#### EXERCISE DESCRIPTION:
Copy the whole listing below word for word, keeping every line in its original order.

#### RECORDS FOR THE TASK:

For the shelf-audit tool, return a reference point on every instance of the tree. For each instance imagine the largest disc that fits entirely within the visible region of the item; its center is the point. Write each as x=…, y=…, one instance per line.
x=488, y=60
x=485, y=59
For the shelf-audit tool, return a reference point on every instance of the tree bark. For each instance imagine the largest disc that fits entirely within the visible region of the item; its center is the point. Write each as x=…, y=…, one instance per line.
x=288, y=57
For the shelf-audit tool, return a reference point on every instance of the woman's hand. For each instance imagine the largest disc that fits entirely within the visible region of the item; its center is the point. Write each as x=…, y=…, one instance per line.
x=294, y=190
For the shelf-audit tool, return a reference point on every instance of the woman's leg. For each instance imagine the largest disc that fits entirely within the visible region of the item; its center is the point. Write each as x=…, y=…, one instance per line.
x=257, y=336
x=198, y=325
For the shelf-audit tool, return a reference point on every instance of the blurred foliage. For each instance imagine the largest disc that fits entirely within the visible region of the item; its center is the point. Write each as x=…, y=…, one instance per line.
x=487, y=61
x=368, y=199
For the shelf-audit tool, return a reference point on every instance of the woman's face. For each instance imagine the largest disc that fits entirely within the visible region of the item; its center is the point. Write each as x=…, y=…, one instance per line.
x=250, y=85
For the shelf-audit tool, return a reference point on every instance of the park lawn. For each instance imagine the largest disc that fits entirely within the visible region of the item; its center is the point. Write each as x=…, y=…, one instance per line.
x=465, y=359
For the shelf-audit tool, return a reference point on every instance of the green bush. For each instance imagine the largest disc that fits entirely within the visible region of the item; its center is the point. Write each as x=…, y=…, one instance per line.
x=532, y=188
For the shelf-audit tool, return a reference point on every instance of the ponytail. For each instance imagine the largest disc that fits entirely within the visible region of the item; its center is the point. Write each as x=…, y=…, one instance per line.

#### FULL SOLUTION:
For the shelf-audit tool, return a reference point on every instance of the tree. For each instance imagine the largest disc that fits entirely within the visible region of the item; its center is the point. Write each as x=…, y=…, one instance per line.
x=488, y=60
x=485, y=59
For the shelf-audit tool, return a reference point on every instance of the tree bark. For each instance imagine the largest disc that fits entirely within the visible region of the item; its center is the point. Write each as x=…, y=…, one instance per line.
x=288, y=57
For the shelf-audit tool, return a reference point on every instance of the woman's hand. For each instance imagine the largest disc that fits entirely within the visible region of the item; its center is the point. Write each as x=…, y=…, one instance per line.
x=294, y=190
For the shelf-audit tool, return a reference point on every instance of the woman's leg. For each instance imagine the largest disc that fits entirely within the visible region of the item; its center is the point. Write each as x=…, y=…, one instance per line.
x=257, y=336
x=198, y=325
For the shelf-audit tool, return a reference point on every instance of the blurred foliage. For each instance imagine the largest disc that fits entirely within the visible region of the item; its center is the point. Write each as x=…, y=…, one instance per line.
x=487, y=61
x=368, y=199
For the shelf-audit tool, return a reference point on every instance of the woman's face. For each instance imagine the largest disc that fits entirely within the visible region of the item; its center is the point. Write each as x=…, y=…, one instance per line.
x=250, y=85
For the shelf-audit tool, return a reference point on every instance of the park lawn. For each instance imagine the largest disc that fits entirely within the visible region of the item; its center is the point. Write each as x=…, y=…, one instance per line.
x=465, y=359
For the shelf-audit tool, return a reference point on every instance of the green bush. For each instance imagine the largest disc that fits entirely within the visible region of the item; its center is the point. Write each as x=…, y=…, one instance per line.
x=532, y=188
For the shelf-audit tool, return a reference point on every instance of the ponytail. For each instance imagine the largest disc that fits entirely within the visible region of the item; its center is the point. Write each as x=…, y=…, one instance per line.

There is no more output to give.